• What you will do: Rewrite the listing below, putting "purse strap" in place of every "handbag strap" and keeping everything else the same.

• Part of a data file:
☆ ☆ ☆ ☆

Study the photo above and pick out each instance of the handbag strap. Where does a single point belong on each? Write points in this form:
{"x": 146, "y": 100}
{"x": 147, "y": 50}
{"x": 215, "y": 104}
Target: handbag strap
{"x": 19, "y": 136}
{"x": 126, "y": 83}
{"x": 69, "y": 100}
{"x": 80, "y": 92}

☆ ☆ ☆ ☆

• Task output:
Study the photo above and pick out each instance of the purse strap. Where does a single point belong on each? Write points in this form:
{"x": 146, "y": 100}
{"x": 147, "y": 50}
{"x": 215, "y": 104}
Target: purse strap
{"x": 19, "y": 136}
{"x": 126, "y": 83}
{"x": 69, "y": 100}
{"x": 80, "y": 92}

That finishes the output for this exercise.